■ PAGE EXCERPT:

**********

The loved-up, but often bickering pair, are studying for their exams. Joe takes life more seriously than his scatty girlfriend. As it turns out, they are dealt a cruel hand. However, the nature of their demise is not revealed. They are ‘winners’ in that they never get to live out a mundane domestic life with all the tensions that are already evident in their tempestuous relationship.

Directed by the Everyman’s Julie Kelleher, ‘Winners’, a tad too long, is played in a naturalistic style with fine performances by Timmy Creed and Mary-Lou McCarthy. The latter is a bundle of energy who, ironically, says to her lover that she “can’t wait for the future.”

A dismal future awaits Hanna (Fionula Lenihan) and Ciaran Bermingham (Andy) in Losers. This older couple are trying to conduct a relationship but it’s a source of disapproval for Hanna’s bed-bound interfering mother and a nosey neighbour. The couple’s courtship is hilariously portrayed with Andy loudly reciting ‘Elegy in a Country Churchyard’, as a cover for enthusiastic sexual fumbling. The church looms large in this piece with the recitation of the rosary every night in Hanna’s mother’s bedroom.

**********

[Labeled shape records]
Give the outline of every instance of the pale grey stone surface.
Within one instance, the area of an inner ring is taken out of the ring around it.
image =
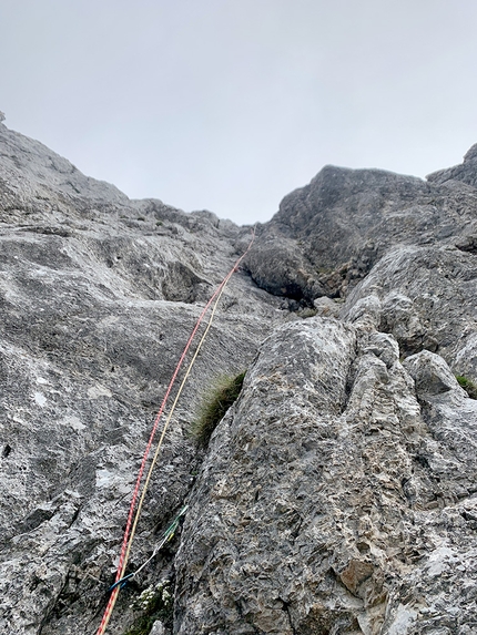
[[[186,502],[184,525],[109,633],[163,580],[174,617],[152,633],[477,632],[477,401],[455,379],[477,382],[474,155],[428,183],[326,167],[258,226],[128,571]],[[129,201],[0,123],[2,635],[95,632],[155,411],[248,240],[210,212]],[[199,451],[202,389],[245,368]]]
[[[77,635],[104,607],[149,431],[238,256],[237,228],[130,202],[2,125],[0,154],[0,633]],[[246,368],[283,320],[278,305],[243,272],[232,278],[168,437],[132,569],[190,490],[201,391]],[[122,593],[111,633],[132,618],[133,593]]]

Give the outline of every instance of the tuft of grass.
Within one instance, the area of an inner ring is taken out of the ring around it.
[[[477,386],[474,383],[474,381],[467,379],[467,377],[464,377],[464,375],[456,375],[456,379],[461,388],[464,388],[464,390],[470,397],[470,399],[477,399]]]
[[[197,445],[207,447],[212,432],[238,397],[244,377],[245,372],[236,377],[220,377],[206,391],[199,407],[197,419],[191,430]]]
[[[131,608],[140,611],[141,615],[124,635],[148,635],[156,619],[171,625],[173,607],[169,581],[162,581],[155,586],[145,588],[131,604]]]

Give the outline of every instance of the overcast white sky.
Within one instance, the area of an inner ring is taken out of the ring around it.
[[[477,0],[0,0],[6,124],[134,198],[268,219],[477,142]]]

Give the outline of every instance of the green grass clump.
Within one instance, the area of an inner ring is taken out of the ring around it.
[[[196,421],[192,426],[192,437],[199,445],[207,447],[212,432],[238,397],[244,377],[245,372],[236,377],[221,377],[203,397]]]
[[[145,588],[131,604],[133,611],[141,612],[124,635],[148,635],[156,619],[172,624],[173,600],[169,581]]]
[[[464,388],[464,390],[470,397],[470,399],[477,399],[477,386],[474,383],[474,381],[467,379],[467,377],[464,377],[464,375],[456,375],[456,379],[461,388]]]

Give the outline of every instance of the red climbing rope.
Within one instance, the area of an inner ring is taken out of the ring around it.
[[[190,349],[190,347],[191,347],[191,345],[192,345],[192,341],[193,341],[193,339],[194,339],[194,337],[195,337],[195,335],[196,335],[196,332],[197,332],[197,330],[199,330],[199,327],[201,326],[201,324],[202,324],[202,321],[203,321],[203,319],[204,319],[204,317],[205,317],[205,314],[207,313],[207,310],[209,310],[209,308],[211,307],[211,305],[212,305],[212,303],[214,301],[214,299],[215,299],[215,298],[217,298],[217,300],[220,299],[220,296],[222,295],[222,291],[223,291],[225,285],[229,283],[229,280],[231,279],[231,277],[233,276],[233,274],[237,270],[237,268],[238,268],[241,262],[243,260],[243,258],[244,258],[244,257],[246,256],[246,254],[250,252],[254,239],[255,239],[255,229],[252,231],[252,239],[251,239],[251,242],[250,242],[250,244],[248,244],[248,247],[245,249],[245,252],[242,254],[242,256],[236,260],[236,263],[234,264],[234,266],[232,267],[232,269],[229,272],[229,274],[225,276],[225,278],[224,278],[224,279],[222,280],[222,283],[219,285],[219,287],[215,289],[214,294],[212,295],[212,297],[210,298],[210,300],[207,301],[207,304],[206,304],[205,307],[203,308],[201,315],[199,316],[199,319],[197,319],[197,321],[195,322],[195,326],[194,326],[194,328],[193,328],[193,330],[192,330],[192,332],[191,332],[191,335],[190,335],[190,337],[189,337],[189,339],[187,339],[187,342],[186,342],[186,345],[185,345],[185,348],[184,348],[184,350],[182,351],[182,355],[181,355],[181,357],[180,357],[180,359],[179,359],[177,366],[175,367],[174,373],[172,375],[171,381],[169,382],[168,390],[165,391],[165,395],[164,395],[164,398],[163,398],[163,400],[162,400],[162,403],[161,403],[161,407],[160,407],[160,409],[159,409],[159,412],[158,412],[158,414],[155,416],[154,424],[153,424],[153,427],[152,427],[152,431],[151,431],[151,434],[150,434],[150,437],[149,437],[148,445],[146,445],[146,448],[145,448],[144,455],[143,455],[143,458],[142,458],[141,467],[140,467],[140,470],[139,470],[139,473],[138,473],[138,478],[136,478],[136,481],[135,481],[134,491],[133,491],[133,494],[132,494],[132,500],[131,500],[131,504],[130,504],[130,509],[129,509],[126,526],[125,526],[125,530],[124,530],[124,536],[123,536],[123,541],[122,541],[121,554],[120,554],[120,560],[119,560],[119,564],[118,564],[115,581],[114,581],[114,584],[113,584],[113,586],[112,586],[111,596],[110,596],[109,602],[108,602],[108,605],[106,605],[106,607],[105,607],[105,610],[104,610],[104,615],[103,615],[102,621],[101,621],[101,624],[100,624],[100,626],[99,626],[99,628],[98,628],[97,635],[103,635],[103,634],[104,634],[105,628],[106,628],[106,626],[108,626],[108,623],[109,623],[109,621],[110,621],[112,611],[113,611],[113,608],[114,608],[114,604],[115,604],[118,594],[119,594],[120,588],[121,588],[120,585],[118,584],[118,582],[121,581],[121,578],[122,578],[123,575],[124,575],[124,570],[125,570],[125,566],[126,566],[126,559],[128,559],[128,555],[129,555],[129,552],[130,552],[130,547],[131,547],[131,545],[130,545],[130,532],[131,532],[131,525],[132,525],[132,523],[133,523],[134,510],[135,510],[135,506],[136,506],[136,503],[138,503],[139,492],[140,492],[140,489],[141,489],[142,477],[143,477],[143,473],[144,473],[145,464],[146,464],[146,462],[148,462],[148,458],[149,458],[149,454],[150,454],[150,451],[151,451],[152,443],[153,443],[153,441],[154,441],[155,433],[156,433],[156,431],[158,431],[159,422],[160,422],[161,417],[162,417],[162,414],[163,414],[163,411],[164,411],[165,404],[166,404],[166,402],[168,402],[168,399],[169,399],[169,397],[170,397],[170,395],[171,395],[171,391],[172,391],[172,388],[173,388],[173,386],[174,386],[175,379],[176,379],[176,377],[177,377],[177,375],[179,375],[179,371],[180,371],[180,369],[181,369],[181,367],[182,367],[182,363],[183,363],[183,361],[184,361],[184,359],[185,359],[185,356],[187,355],[187,351],[189,351],[189,349]],[[214,307],[214,310],[215,310],[215,307]],[[192,362],[193,362],[194,360],[195,360],[195,357],[194,357],[194,359],[192,360]],[[190,370],[190,369],[189,369],[189,370]],[[187,375],[189,375],[189,371],[187,371]],[[141,510],[138,510],[136,513],[139,514],[140,511],[141,511]],[[136,518],[135,521],[134,521],[134,526],[135,526],[136,522],[138,522],[138,518]],[[133,537],[133,536],[131,535],[131,541],[132,541],[132,537]]]

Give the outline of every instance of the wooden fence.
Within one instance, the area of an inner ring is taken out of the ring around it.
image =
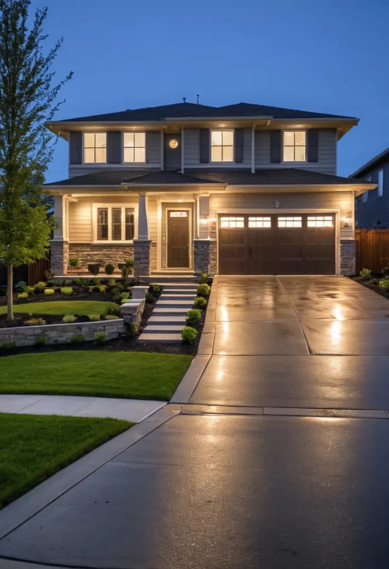
[[[389,229],[356,229],[357,274],[362,269],[380,273],[389,265]]]

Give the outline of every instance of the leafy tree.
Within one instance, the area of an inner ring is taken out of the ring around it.
[[[53,118],[58,93],[72,75],[54,81],[51,66],[62,39],[45,53],[47,8],[29,14],[30,4],[0,0],[0,263],[7,267],[9,320],[13,267],[47,252],[53,221],[40,188],[56,139],[44,122]]]

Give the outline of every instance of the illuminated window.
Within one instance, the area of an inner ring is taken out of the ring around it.
[[[305,130],[284,130],[283,139],[283,161],[284,162],[305,162]]]
[[[279,217],[279,227],[302,227],[301,217]]]
[[[108,206],[96,209],[96,240],[129,241],[134,239],[134,208]]]
[[[308,218],[308,227],[333,227],[332,216],[316,216]]]
[[[245,226],[244,217],[221,217],[220,226],[223,228],[237,228]]]
[[[211,162],[234,162],[234,131],[211,130]]]
[[[123,133],[123,162],[146,162],[146,133]]]
[[[271,227],[270,217],[249,217],[249,227]]]
[[[88,164],[107,161],[106,133],[84,133],[84,162]]]

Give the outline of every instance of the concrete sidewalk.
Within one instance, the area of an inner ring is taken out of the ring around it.
[[[73,395],[0,395],[0,413],[111,417],[139,423],[165,405],[164,401]]]

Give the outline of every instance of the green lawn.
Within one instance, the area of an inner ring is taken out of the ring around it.
[[[134,423],[0,414],[0,508]]]
[[[0,359],[0,393],[84,395],[167,401],[191,356],[138,352],[47,352]]]
[[[53,300],[52,302],[29,302],[15,304],[16,314],[50,314],[64,316],[75,314],[78,316],[89,314],[105,314],[110,306],[117,306],[114,302],[104,300]],[[0,306],[0,314],[7,314],[7,307]]]

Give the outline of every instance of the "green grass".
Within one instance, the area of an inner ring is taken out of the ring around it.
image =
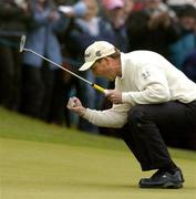
[[[140,178],[152,172],[141,171],[122,140],[0,108],[0,199],[195,199],[196,153],[169,151],[184,189],[140,189]]]

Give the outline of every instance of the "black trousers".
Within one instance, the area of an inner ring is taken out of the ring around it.
[[[136,105],[128,113],[127,124],[121,136],[132,150],[142,170],[158,169],[173,163],[164,142],[164,135],[190,136],[196,142],[196,101],[188,104],[168,102]]]

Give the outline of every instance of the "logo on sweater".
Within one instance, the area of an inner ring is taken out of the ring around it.
[[[148,71],[145,71],[142,73],[142,76],[144,77],[144,80],[146,80],[148,76],[151,76],[151,73]]]

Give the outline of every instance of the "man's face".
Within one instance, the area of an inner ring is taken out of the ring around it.
[[[112,57],[103,57],[100,61],[96,61],[91,70],[95,76],[101,76],[110,81],[114,81],[116,77],[116,72],[112,67]]]

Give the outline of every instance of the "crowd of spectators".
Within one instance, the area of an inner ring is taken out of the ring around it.
[[[84,50],[97,40],[122,52],[158,52],[196,82],[195,0],[0,0],[0,105],[47,123],[116,136],[65,108],[72,95],[91,108],[111,104],[61,69],[32,53],[19,53],[23,34],[25,48],[105,88],[113,82],[78,71]],[[190,148],[180,137],[169,144]]]

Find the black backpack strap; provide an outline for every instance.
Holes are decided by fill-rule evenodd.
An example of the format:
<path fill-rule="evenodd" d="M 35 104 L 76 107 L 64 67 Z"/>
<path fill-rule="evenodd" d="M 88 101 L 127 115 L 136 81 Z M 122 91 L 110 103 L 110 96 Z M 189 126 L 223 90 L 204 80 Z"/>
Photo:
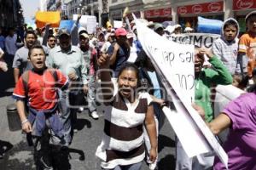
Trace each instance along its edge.
<path fill-rule="evenodd" d="M 49 72 L 54 77 L 55 84 L 58 83 L 59 78 L 58 78 L 57 71 L 55 69 L 49 69 Z"/>

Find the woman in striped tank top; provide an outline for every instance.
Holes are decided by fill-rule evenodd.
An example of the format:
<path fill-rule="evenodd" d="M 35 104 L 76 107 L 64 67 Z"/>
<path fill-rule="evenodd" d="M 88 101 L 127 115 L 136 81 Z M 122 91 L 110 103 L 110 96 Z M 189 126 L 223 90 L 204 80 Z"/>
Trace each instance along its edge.
<path fill-rule="evenodd" d="M 139 71 L 133 64 L 125 65 L 119 71 L 116 94 L 108 55 L 102 54 L 98 65 L 102 69 L 100 76 L 106 108 L 103 137 L 96 155 L 102 160 L 102 169 L 138 170 L 145 157 L 143 123 L 151 144 L 150 160 L 154 162 L 157 156 L 152 99 L 148 93 L 139 91 Z"/>

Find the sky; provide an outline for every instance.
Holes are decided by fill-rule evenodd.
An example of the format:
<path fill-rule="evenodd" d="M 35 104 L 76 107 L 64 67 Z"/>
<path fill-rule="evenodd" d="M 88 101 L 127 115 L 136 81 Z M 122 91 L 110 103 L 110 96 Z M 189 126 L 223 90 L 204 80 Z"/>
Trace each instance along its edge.
<path fill-rule="evenodd" d="M 32 19 L 39 8 L 40 0 L 20 0 L 25 20 Z"/>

**********

■ AIM A:
Which titles of plays, pieces, or poems does the theatre review name?
■ AIM B:
Carry the theatre review forward from its last sentence with the next part of the discussion of Losers.

■ REPLY A:
Winners, Losers, and "Elegy in a Country Churchyard."

■ REPLY B:
Losers is played almost as a farce. It’s very funny with Bermingham, in particular, milking its comedic potential. However, this is ultimately a sad play. Andy, at one point, talks of what he should have done in a situation that arose. Again, Friel is playing with time, adding poignancy to the sorry state in which Andy and Hanna eventually find themselves in. They are ultimately ‘losers’, stuck in a loveless marriage.

John O’Brien is on stage throughout, playing his specially-composed score for the play on piano. This adds layers to the theatrical experience although at times, the commentators compete with the music to be heard.